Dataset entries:
◇ ◇ ◇ ◇
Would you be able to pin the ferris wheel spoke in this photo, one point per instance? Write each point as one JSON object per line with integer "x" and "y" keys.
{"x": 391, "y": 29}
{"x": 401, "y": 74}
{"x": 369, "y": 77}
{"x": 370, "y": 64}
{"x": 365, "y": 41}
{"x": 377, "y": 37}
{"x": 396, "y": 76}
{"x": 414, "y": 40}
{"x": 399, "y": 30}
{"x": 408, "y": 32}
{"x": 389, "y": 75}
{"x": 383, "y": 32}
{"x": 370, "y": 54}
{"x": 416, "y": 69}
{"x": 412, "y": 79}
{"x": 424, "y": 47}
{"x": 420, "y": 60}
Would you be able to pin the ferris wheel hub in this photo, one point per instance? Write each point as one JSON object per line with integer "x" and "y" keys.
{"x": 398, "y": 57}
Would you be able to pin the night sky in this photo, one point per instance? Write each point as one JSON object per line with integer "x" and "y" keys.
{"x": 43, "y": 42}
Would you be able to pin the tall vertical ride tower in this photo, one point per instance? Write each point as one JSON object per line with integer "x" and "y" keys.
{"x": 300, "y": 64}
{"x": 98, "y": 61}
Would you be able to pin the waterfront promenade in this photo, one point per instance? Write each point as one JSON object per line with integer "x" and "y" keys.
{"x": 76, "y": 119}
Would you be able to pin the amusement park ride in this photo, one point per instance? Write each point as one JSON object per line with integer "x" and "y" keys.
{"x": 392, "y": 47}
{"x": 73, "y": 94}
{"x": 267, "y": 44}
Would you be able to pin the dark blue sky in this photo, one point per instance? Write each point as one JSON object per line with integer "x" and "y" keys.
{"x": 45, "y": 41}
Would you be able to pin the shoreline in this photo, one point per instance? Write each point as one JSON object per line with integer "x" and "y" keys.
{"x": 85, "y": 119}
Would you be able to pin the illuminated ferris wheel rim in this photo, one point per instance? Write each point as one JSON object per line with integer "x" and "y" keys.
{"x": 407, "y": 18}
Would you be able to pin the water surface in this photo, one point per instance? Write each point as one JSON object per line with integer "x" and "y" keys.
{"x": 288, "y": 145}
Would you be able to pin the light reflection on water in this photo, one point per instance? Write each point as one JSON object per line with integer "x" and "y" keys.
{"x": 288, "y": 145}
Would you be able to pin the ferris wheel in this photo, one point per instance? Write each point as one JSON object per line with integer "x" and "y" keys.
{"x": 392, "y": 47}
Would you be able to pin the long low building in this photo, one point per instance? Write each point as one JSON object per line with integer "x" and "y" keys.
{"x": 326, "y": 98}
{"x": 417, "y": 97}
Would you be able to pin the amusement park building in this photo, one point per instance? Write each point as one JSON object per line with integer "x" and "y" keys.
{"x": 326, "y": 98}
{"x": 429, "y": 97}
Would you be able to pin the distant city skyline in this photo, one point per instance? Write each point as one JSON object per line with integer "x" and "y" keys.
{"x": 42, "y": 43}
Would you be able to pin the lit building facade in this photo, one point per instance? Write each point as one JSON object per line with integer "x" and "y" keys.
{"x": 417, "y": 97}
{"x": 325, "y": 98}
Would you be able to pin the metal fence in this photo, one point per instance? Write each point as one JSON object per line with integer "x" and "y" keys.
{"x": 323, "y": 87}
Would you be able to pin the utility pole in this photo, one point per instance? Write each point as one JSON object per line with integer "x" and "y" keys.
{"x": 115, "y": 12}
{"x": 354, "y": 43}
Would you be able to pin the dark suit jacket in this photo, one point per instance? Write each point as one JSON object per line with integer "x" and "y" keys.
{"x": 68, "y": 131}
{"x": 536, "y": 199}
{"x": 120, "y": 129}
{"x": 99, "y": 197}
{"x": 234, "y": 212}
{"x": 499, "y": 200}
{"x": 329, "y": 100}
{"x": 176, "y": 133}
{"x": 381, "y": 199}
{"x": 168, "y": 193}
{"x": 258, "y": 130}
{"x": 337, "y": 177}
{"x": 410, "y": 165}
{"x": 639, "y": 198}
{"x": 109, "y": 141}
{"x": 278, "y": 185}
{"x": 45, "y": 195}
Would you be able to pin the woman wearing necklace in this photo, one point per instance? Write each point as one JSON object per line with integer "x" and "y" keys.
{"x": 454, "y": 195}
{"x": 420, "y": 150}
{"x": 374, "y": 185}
◇ ◇ ◇ ◇
# TASK BRIEF:
Write out the material exactly as given.

# SOLVED PROBLEM:
Would you be able to pin the ferris wheel spoke in this photo, one point per instance? Write each point as one JSON object per line with integer "x" and "y" keys.
{"x": 391, "y": 29}
{"x": 401, "y": 74}
{"x": 369, "y": 77}
{"x": 370, "y": 64}
{"x": 365, "y": 41}
{"x": 377, "y": 37}
{"x": 396, "y": 76}
{"x": 414, "y": 40}
{"x": 399, "y": 30}
{"x": 408, "y": 32}
{"x": 389, "y": 75}
{"x": 383, "y": 32}
{"x": 370, "y": 54}
{"x": 416, "y": 69}
{"x": 412, "y": 79}
{"x": 424, "y": 47}
{"x": 420, "y": 60}
Would you be able to pin the ferris wheel hub in this photo, one point per instance? Write each point as one JSON object per line with integer "x" and "y" keys.
{"x": 398, "y": 57}
Would you be able to pin the night sky in this photo, one point per instance? Write each point as one JSON object per line with integer "x" and "y" keys.
{"x": 43, "y": 42}
Would you be able to pin the tall vertical ride tower in this photo, one point per instance? Write each point as one JSON object per line with integer "x" and "y" keys.
{"x": 300, "y": 64}
{"x": 98, "y": 61}
Would you be able to pin the waterfront promenade in this photo, one point per instance? Write each point as one JSON object per line with integer "x" and "y" keys.
{"x": 76, "y": 119}
Would you be able to pin the amusement park ride in this photo, one point per instance? Write each point as one JSON object per line with integer "x" and "y" keys.
{"x": 392, "y": 47}
{"x": 73, "y": 94}
{"x": 267, "y": 44}
Would you be able to pin the dark blue sky in this photo, one point per instance? Write each point as one JSON object per line with integer "x" and "y" keys.
{"x": 45, "y": 41}
Would you be able to pin the shoreline in this photo, one point per instance? Write each point as one JSON object per line with integer "x" and "y" keys.
{"x": 85, "y": 119}
Would you be able to pin the illuminated ferris wheel rim in this photo, one point per instance? Write each point as one JSON object per line with integer "x" and "y" keys.
{"x": 407, "y": 18}
Would you be able to pin the water surface in this photo, one point per instance? Write each point as one JSON object per line with integer "x" and "y" keys.
{"x": 288, "y": 145}
Would you be able to pin the light reflection on water in this photo, one point per instance? Write each point as one JSON object per line with integer "x" and "y" keys.
{"x": 288, "y": 145}
Would you be able to pin the ferris wheel in this photo, one point per instance? Write each point as one JSON object per line with integer "x" and "y" keys.
{"x": 392, "y": 47}
Would you be able to pin the long low building in this photo, one point per instance? Write each point as one JSON object per line with integer "x" and "y" keys.
{"x": 326, "y": 98}
{"x": 417, "y": 97}
Would you be able to pin the amusement park building in this photo, one point per instance? Write each point as one JSON object per line with integer "x" and "y" keys.
{"x": 326, "y": 98}
{"x": 429, "y": 97}
Would you be able to pin the distant city skyline in this photo, one point per instance? Write each point as one JSON object per line with integer "x" and "y" keys.
{"x": 42, "y": 43}
Would you be able to pin the lit building facade in this photo, one point per instance? Write each point as one JSON object per line with integer "x" and "y" keys.
{"x": 417, "y": 97}
{"x": 325, "y": 98}
Would you be able to pin the metal fence in this photo, one point per instance? Write each point as one JSON object per line with integer "x" and "y" keys.
{"x": 323, "y": 87}
Would you be able to pin the utility pole in this photo, one point per instance? Write each point as one JSON object per line with integer "x" and "y" keys.
{"x": 115, "y": 12}
{"x": 354, "y": 43}
Would you be able to pin the dark suit jacket in this photo, one point per instance? Write each point as one JSON object per line with integer "x" and "y" keys.
{"x": 68, "y": 131}
{"x": 536, "y": 199}
{"x": 120, "y": 129}
{"x": 99, "y": 197}
{"x": 234, "y": 212}
{"x": 499, "y": 200}
{"x": 329, "y": 100}
{"x": 176, "y": 133}
{"x": 381, "y": 199}
{"x": 168, "y": 193}
{"x": 258, "y": 130}
{"x": 337, "y": 177}
{"x": 410, "y": 165}
{"x": 639, "y": 198}
{"x": 109, "y": 141}
{"x": 278, "y": 185}
{"x": 45, "y": 195}
Would you be able to pin the woman wearing necklace in this photo, one point per instance? Write each point as one JSON object per line with integer "x" and "y" keys.
{"x": 454, "y": 195}
{"x": 420, "y": 150}
{"x": 374, "y": 185}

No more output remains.